Objetivos ▸
(A) En el texto sobre el paisaje desértico, ¿por qué las piedras tienen caras planas y aristas angulosas y cortantes? Explícalo en una a tres oraciones.
(B) Prosigue el texto sobre el paisaje desértico a partir de su última oración.

Texto proporcionado ▸
════════

Hoy, por ser mi último día en este pueblo, he dado una caminata más larga que de costumbre, hasta allende la primera línea de colinas hacia el nordeste, allí donde las últimas lomas, en que la piedra cede a la roca, se asoman en empinados peñascales sobre el amplísimo valle, cien metros más abajo. El ancho y suave fondo de la cuenca se extiende aún una o dos leguas más, hasta el arranque de otras nuevas elevaciones, onduladas, no muy altas, formando un mar de montes que allá lejos, en el horizonte difuminado por la bruma, se confunde con el cielo. La tierra es toda de un color marrón apagado, herrumbroso, salvo algunas franjas de tonos crema con vetas azuladas que, supongo, delatan la presencia de mineral cuprífero.
Un detalle que pone de manifiesto, antes que la juventud geológica de estas formaciones montañosas, la falta de precipitaciones es el hecho de que las piedras, que cubren tal vez nueve décimas partes del suelo, sean de caras planas y aristas angulosas y cortantes: no ha erosionado sus bordes el agua, madre de la erosión, y se conservan aún en el mismo estado en que surgieron de las profundidades de la tierra hace millones de años, o quizá tal como se fracturaron y fragmentaron las rocas, sometidas a los acusados contrastes térmicos tan característicos de las zonas desérticas.

════════

Sección de datos ▸
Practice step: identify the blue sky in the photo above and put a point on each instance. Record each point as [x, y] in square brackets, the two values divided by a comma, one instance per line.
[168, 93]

════════

Respuestas del ejercicio ▸
(A) Las piedras conservan caras planas y aristas cortantes por la falta de precipitaciones: el agua no ha erosionado sus bordes. Por eso siguen como surgieron de las profundidades de la tierra hace millones de años, o tal como se fracturaron las rocas por los acusados contrastes térmicos propios de las zonas desérticas.

(B)
Las inmumerables sendas trazadas por la acción del hombre (veredas peatonales las más estrechas, rodadas de motos, quads o pequeños todoterreno las más anchas y polvorientas) sobre el terreno próximo a El Salvador, que van caprichosamente de loma en loma, de collado en collado, a menudo por la cuerda, otras veces faldeando las laderas, sin dirección ni destino concreto, son el testimonio de seis décadas de ociosas batidas, el superfluo ir y venir (en los ratos libres, en los días feriados) de tres generaciones de pobladores que, seguramente, han ido creando sus propias romerías informales. No hay, en una milla a la redonda, una hectárea de terreno por donde no zigzagueen estos caminos, que no estén marcados por rimeritos de piedras o adornados con enormes letreros (TE AMO, AL PACINO, ROSITA), hechos amontonando cantos que, si luego se blanquean, pueden leerse a mucha distancia. Hoy me ha sorprendido comprobar lo lejos del pueblo que han llegado algunos para elaborar estos rótulos, y me pregunto si, en algún caso, su destinataria (siempre un nombre de mujer) habrá llegado a ver el que le fue dedicado, o a saber de su existencia. En cualquier caso, acabadas estas estribaciones de la sierra, todos esos testimonios de la vida vecinal desaparecen casi bruscamente: las manifestaciones de devoción se interrumpen y las pocas sendas que quedan tienen algún destino concreto. A partir de ahí el desierto se hace más auténtico, más grave, tal vez más amenazador.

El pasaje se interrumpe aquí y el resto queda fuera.